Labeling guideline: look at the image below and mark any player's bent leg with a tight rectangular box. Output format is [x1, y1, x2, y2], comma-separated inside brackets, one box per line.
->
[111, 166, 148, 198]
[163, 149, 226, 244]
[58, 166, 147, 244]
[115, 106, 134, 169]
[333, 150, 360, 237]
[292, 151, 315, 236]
------------
Retype each line above exactly as written.

• **Problem solution**:
Labeling guideline: look at the image below and mark any player's bent leg with a tight rectangular box. Output format is [x1, y1, x2, y2], comma-separated inside brackets, one box per line.
->
[111, 166, 148, 198]
[163, 149, 226, 244]
[58, 166, 147, 244]
[115, 106, 134, 169]
[333, 150, 360, 237]
[292, 151, 315, 236]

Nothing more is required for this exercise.